= Текст документа =
********

Удивительно, как я уделывался с ложью. Она никогда не мучила меня. И по странному мотиву: «А какое вам дело до того, что я в точности думаю», «чем я обязан говорить свои настоящие мысли». Глубочайшая моя субъективность (пафос субъективности) сделала то, что я точно всю жизнь прожил за занавескою, не снимаемою, не раздираемою. «До этой занавески никто не смеет коснуться». Там я жил; там, с собою, был правдив… А что говорил «по сю сторону занавески», – до правды этого, мне казалось, никому дела нет. «Я должен говорить полезное». «Ваша критика простирается только на то, пользу ли я говорю, – да и то условно: если вред – то не принимайте». Мой афоризм в тридцать пять лет: «Я пишу не на гербовой бумаге» (т. е. всегда можете разорвать).
Если, тем не менее, я в большинстве (даже всегда, мне кажется) писал искренне, то это не по любви к правде, которой у меня не только не было, но «и представить себе не мог», – а по небрежности. Небрежность – мой отрицательный пафос. Солгать – для чего надо еще «выдумывать» и «сводить концы с концами», «строить» – труднее, чем «сказать то, что есть». И я просто «клал на бумагу, что есть»: что и образует всю мою правдивость. Она натуральная, но она не нравственная.
«Так расту»: «и если вам не нравился – то и не смотрите».
Поэтому мне часто же казалось (и, может быть, так и есть), что я самый правдивый и искренний писатель: хотя тут не содержится ни скрупула нравственности.
«Так меня устроил Бог».
Слияние своей жизни, fatum’a, особенно мыслей и, главное, писаний с Божеским «хочу» – было постоянно во мне, с самой юности, даже с отрочества. И отсюда, пожалуй, вытекла моя небрежность. Я потому был небрежен, что какой-то внутренний голос, какое-то непреодолимое внутреннее убеждение мне говорило, что все, что я говорю, – хочет Бог, чтобы я говорил. Не всегда это бывало в одинаковом напряжении: но иногда это убеждение, эта вера доходила до какой-то раскаленности. Я точно весь делался густой, душа делалась густою, мысли совсем приобретали особый строй и «язык сам говорил». Не всегда в таких случаях бывало перо под рукой: и тогда я выговаривал, что было на душе… Но я чувствовал, что в «выговариваемом» был такой напор силы («густого»), что не могли бы стены выдержать, сохранить учреждения, чужие законы, чужие тоже «убеждения»… В такие минуты я чувствовал, что говорю какую-то абсолютную правду, и «под точь-в-точь таким углом наклонения», как это есть в мире, в Боге, в «истине в самой себе». Большею частью, однако, это не записалось (не было пера).

********

= Предоставленные материалы =

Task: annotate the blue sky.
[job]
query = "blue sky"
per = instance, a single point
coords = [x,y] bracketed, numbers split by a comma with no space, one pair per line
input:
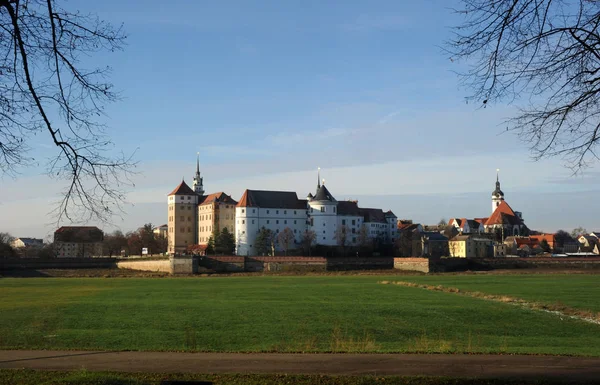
[267,91]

********

= Что сделать =
- 1) Что в тексте о лжи и правдивости названо отрицательным пафосом?
- 2) Допишите текст о лжи и правдивости, начиная сразу после его последнего предложения.
Записи для работы не нужны.

= Ответы =
- 1) Небрежность.

- 2)
Чувства преступности (как у Достоевского) у меня никогда не было: но всегда было чувство бесконечной своей слабости…
Слабым я стал делаться с семи-восьми лет… Это – странная потеря своей воли над собою – над своими поступками, «выбором деятельности», «должности». Например, на факультет я поступил потому, что старший брат был «на таком факультете», без всякой умственной и вообще без всякой (тогда) связи с братом. Я всегда шел «в отворенную дверь», и мне было все равно, «которая дверь отворилась». Никогда в жизни я не делал выбора, никогда в этом смысле не колебался. Это было странное безволие и странная безучастность.
И всегда мысль: «Бог со мною». Но «в какую угодно дверь» я шел не по надежде, что «Бог меня не оставит», но по единственному интересу «к Богу, который со мною», и по вытекшей отсюда безынтересности, «в какую дверь войду». Я входил в дверь, где было «жалко» или где было «благодарно…» По этим двум мотивам все же я думаю, что я был добрый человек: и Бог за это многое мне простит.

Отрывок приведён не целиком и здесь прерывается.